» **Task instructions**:
Please list every approach named in the comparison table of the AI agent long-term memory guide below.

» **Excerpted passage**:
** Start **
How to Give an AI Agent Long-Term Memory (Guide)

Key takeaways

Give an agent long-term memory with a memory layer that persists facts across sessions and serves the relevant slice per turn — not by stuffing chat history into the context window.
Use a temporal context graph: facts with provenance and validity, retrieved relevantly; add it in three lines of code, with any framework.
Govern and scale it as a Context Lake — ABAC, retention, audit, sub-200ms retrieval. Zep reports 94.7% LoCoMo accuracy (results).

You give an AI agent long-term memory by adding a memory layer that persists what the agent learns — about the user, the business, and the work — across sessions, and serves the relevant slice back into the prompt at run time. The wrong way is to keep appending chat history to the context window; it grows without bound, adds noise, and mixes stale facts with current ones. The right way is a temporal context graph that stores facts with provenance and validity and retrieves only what's relevant. Here's how.

The approaches, compared

Approach	How it works	Breaks down when
Stuff full chat history into the prompt	Append every turn	Context window fills; cost/noise rise; stale facts contradict current ones
Summarize history	Periodically compress the transcript	Lossy; loses specifics; no provenance or “as of” time
Vector store / RAG over history	Embed turns, retrieve similar ones	“Similar” ≠ “needed”; no relationships; no temporal reasoning
Temporal context graph	Extract facts + relationships with validity + provenance; retrieve relevant current context	The right tool — handles change, relationships, and provenance

Step by step

1. Choose a memory layer, not a bigger window

A larger context window lets you pass more text; it isn't memory. You still need to decide what to pass. A dedicated memory layer builds persistent structure from the agent's inputs and selects the relevant context per turn.

2. Ingest every source the agent touches

Long-term memory should unify more than chat: messages, business data (JSON), and documents. Feeding all sources into one graph is what lets the agent know the user and the business — not just the conversation.

3. Let the system build a temporal context graph

Rather than storing raw text, extract entities, relationships, and facts into a bi-temporal graph: each fact records where it came from (provenance) and when it was valid. When a fact changes, the old one is invalidated, not overwritten — so the agent can answer “what's true now?” and “what was true then?”
** End **
» **Data shown**:
** Start **
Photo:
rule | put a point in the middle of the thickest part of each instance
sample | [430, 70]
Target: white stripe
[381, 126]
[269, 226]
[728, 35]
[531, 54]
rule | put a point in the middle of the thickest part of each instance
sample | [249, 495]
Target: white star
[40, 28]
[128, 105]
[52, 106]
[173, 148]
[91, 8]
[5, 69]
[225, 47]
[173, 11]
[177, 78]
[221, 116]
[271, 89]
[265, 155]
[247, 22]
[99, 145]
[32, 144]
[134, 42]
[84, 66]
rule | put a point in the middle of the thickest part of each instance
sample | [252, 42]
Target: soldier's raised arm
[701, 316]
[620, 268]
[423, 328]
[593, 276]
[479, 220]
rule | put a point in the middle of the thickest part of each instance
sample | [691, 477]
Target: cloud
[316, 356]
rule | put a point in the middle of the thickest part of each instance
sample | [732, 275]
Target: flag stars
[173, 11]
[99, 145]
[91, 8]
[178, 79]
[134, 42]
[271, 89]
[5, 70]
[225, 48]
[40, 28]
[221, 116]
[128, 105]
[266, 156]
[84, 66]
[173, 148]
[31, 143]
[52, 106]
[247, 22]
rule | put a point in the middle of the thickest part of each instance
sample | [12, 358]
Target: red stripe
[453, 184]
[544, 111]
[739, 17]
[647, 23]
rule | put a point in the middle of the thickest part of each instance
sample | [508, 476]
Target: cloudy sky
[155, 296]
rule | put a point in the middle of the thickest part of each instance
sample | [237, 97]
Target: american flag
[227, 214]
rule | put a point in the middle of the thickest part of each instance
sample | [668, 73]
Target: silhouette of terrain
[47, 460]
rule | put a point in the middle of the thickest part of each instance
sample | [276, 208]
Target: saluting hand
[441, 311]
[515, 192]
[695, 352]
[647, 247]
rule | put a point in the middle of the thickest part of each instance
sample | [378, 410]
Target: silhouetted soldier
** End **
» **Final result**:
- Stuff full chat history into the prompt
- Summarize history
- Vector store / RAG over history
- Temporal context graph